## JOB
In the Monolith Festival piece below, rewrite the passage that begins "I curiously opened" and ends "of the rest.", putting "narration" wherever "voiceover" appears.

## TEXT EXTRACT
There can be no Monolith(ic) Festival of the Khasis

After this article was published this morning, the film was removed by the makers from YouTube. I apologize. But the arguments still stand.

The culture market in Meghalaya is a nascent phenomenon, at least in the scale that it exists today. Of course tourism has always had it within the gamut of its agenda but in the past few years, alongside large-scale development projects, large-scale commercial projects of culture have also evolved.

I curiously opened a YouTube clip titled “Monolith Festival, 2016” which I chanced upon on Facebook and which was generously shared by some online acquaintances. Two minutes into it and I was completely creeped out by the voiceover, amongst other things. But I continued to watch, even if reluctantly.

First of all, there’s no such thing as a homogenous Khasi culture, as was featured in this film. Beliefs and practices (and this includes language and clothing) are so diverse amongst the Khasi sub-tribes.Unfortunately, historical accidents have engendered internal hegemony within the Khasi tribe (like elsewhere)and what has become the locus of popular attention is an idea of culture from only one region in the Khasi and Jaintia Hills- all to the comfortable disappearance of the rest.

## GIVEN ENTRIES
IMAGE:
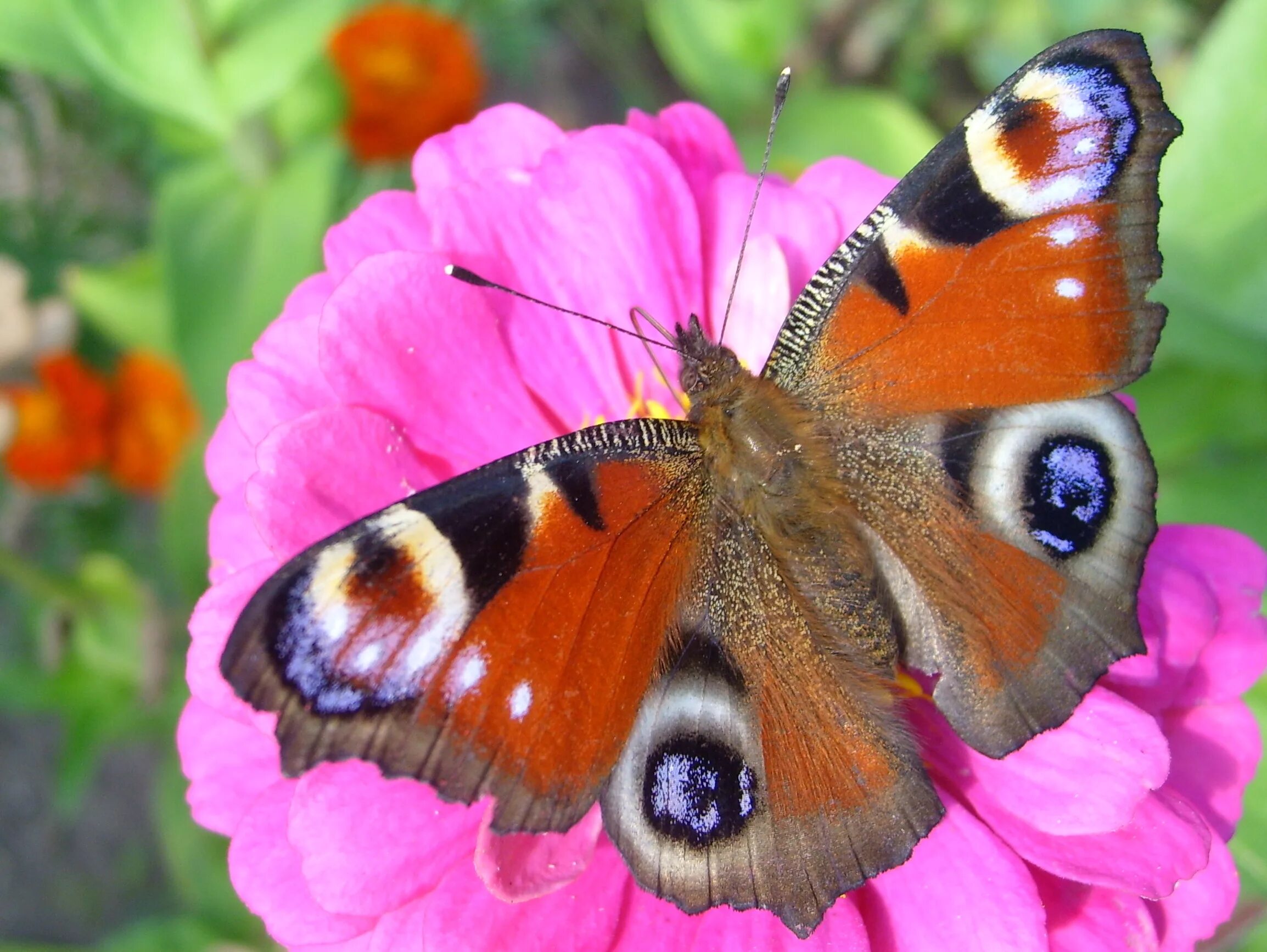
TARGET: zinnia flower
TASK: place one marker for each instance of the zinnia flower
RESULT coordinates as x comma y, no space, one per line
382,377
60,424
151,421
410,72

## EXERCISE RESPONSE
I curiously opened a YouTube clip titled “Monolith Festival, 2016” which I chanced upon on Facebook and which was generously shared by some online acquaintances. Two minutes into it and I was completely creeped out by the narration, amongst other things. But I continued to watch, even if reluctantly.

First of all, there’s no such thing as a homogenous Khasi culture, as was featured in this film. Beliefs and practices (and this includes language and clothing) are so diverse amongst the Khasi sub-tribes.Unfortunately, historical accidents have engendered internal hegemony within the Khasi tribe (like elsewhere)and what has become the locus of popular attention is an idea of culture from only one region in the Khasi and Jaintia Hills- all to the comfortable disappearance of the rest.